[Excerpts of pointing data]
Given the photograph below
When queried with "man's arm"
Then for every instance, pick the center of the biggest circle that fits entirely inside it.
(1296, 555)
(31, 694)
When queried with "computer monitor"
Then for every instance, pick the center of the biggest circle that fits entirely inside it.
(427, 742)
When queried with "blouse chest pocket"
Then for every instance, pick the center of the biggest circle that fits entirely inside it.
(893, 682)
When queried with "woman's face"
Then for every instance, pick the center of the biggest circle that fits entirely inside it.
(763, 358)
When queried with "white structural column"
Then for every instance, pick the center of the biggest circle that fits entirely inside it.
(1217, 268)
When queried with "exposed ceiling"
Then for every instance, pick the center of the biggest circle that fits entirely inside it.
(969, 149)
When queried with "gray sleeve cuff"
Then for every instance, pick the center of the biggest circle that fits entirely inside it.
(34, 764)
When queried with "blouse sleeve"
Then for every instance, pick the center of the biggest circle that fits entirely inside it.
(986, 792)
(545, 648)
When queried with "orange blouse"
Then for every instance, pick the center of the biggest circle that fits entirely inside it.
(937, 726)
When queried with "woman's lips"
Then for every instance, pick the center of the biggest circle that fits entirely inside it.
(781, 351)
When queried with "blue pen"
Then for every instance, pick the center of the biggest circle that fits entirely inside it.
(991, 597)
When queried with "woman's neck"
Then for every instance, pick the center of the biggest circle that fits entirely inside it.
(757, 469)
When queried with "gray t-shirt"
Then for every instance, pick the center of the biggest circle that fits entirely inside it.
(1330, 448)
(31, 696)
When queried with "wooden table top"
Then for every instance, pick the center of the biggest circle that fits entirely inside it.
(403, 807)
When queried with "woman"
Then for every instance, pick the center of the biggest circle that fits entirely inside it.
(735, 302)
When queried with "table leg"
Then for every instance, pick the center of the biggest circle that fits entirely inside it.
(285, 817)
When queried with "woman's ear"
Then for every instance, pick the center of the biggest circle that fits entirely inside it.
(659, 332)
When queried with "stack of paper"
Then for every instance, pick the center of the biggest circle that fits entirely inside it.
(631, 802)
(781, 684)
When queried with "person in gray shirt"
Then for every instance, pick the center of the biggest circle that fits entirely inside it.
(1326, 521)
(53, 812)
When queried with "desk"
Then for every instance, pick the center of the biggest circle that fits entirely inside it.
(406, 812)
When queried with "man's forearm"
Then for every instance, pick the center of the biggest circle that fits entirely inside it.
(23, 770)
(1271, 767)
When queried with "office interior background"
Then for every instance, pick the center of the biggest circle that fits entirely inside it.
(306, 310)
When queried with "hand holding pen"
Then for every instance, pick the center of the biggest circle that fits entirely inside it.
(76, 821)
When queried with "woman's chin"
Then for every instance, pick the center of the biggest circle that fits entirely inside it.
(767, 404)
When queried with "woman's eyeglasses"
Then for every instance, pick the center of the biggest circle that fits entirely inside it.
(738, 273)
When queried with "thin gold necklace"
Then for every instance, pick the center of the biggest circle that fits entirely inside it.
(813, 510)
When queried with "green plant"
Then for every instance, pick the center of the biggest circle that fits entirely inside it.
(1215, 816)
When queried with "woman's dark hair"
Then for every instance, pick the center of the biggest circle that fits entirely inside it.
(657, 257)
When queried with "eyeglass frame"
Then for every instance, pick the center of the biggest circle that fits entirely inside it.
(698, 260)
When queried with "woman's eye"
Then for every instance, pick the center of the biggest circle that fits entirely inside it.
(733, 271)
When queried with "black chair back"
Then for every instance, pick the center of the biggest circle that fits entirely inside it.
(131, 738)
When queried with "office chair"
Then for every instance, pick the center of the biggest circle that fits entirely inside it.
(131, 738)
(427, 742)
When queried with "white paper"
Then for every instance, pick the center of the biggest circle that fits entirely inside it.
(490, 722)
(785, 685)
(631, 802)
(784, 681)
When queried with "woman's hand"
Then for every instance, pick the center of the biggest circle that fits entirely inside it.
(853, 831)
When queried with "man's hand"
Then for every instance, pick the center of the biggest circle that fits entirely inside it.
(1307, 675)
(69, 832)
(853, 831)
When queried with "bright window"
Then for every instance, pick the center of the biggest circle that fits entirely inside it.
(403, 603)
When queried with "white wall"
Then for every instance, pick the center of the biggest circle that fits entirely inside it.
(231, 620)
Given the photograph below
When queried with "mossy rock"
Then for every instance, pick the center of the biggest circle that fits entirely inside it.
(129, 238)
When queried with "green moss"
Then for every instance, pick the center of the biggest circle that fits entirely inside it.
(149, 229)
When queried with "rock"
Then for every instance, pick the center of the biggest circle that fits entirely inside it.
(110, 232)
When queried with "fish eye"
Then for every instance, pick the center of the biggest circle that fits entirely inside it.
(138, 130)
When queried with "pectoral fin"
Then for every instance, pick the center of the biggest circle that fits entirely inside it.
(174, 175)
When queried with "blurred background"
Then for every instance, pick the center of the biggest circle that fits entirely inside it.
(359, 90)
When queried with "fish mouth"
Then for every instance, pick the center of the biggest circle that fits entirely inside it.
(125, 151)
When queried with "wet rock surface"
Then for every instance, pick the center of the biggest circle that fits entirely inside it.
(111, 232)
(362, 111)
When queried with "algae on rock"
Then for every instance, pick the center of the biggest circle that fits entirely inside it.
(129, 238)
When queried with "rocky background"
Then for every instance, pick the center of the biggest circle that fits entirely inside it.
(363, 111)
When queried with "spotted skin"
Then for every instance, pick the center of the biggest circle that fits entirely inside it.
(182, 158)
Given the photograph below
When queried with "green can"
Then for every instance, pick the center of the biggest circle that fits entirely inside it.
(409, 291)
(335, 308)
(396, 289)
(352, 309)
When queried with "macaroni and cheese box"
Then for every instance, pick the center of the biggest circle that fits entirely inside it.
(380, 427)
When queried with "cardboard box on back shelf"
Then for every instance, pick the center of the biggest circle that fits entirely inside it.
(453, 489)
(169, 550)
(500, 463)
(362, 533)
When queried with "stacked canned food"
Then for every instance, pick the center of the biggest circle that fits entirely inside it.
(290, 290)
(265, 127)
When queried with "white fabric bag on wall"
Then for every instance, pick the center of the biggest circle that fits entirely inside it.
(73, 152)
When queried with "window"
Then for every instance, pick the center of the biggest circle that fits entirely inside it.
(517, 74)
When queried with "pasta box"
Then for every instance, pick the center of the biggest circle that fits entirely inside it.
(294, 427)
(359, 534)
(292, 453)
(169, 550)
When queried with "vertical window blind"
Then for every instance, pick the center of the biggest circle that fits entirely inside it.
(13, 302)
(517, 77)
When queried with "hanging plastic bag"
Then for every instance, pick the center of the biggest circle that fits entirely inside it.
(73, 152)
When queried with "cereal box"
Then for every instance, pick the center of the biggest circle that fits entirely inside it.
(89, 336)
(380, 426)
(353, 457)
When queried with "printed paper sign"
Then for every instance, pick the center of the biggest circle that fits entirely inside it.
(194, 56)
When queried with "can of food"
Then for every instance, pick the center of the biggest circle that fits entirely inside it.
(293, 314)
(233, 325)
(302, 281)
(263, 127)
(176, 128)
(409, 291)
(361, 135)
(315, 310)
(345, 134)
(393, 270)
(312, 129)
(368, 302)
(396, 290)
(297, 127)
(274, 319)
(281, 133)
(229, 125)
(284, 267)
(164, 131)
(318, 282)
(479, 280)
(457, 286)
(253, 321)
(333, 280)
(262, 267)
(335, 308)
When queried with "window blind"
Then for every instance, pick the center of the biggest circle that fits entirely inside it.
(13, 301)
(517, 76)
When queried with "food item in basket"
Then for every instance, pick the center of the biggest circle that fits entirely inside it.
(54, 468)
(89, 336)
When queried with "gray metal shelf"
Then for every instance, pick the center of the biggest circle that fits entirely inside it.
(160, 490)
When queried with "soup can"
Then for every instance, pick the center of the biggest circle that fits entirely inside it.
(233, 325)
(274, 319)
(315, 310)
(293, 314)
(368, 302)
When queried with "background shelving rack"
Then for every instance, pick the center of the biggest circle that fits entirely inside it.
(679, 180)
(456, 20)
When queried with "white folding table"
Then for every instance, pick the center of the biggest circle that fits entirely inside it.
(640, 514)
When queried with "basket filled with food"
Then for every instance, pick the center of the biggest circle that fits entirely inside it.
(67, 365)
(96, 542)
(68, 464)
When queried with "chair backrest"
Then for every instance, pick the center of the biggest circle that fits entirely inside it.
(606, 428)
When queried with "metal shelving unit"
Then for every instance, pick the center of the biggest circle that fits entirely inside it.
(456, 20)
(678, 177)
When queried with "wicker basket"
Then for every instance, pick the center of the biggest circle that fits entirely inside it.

◆ **Exercise description**
Count the lines in the listing above that contain the string "sleeve", treating uppercase and lowercase as different, and reply with the number alone.

◆ **Exercise response**
2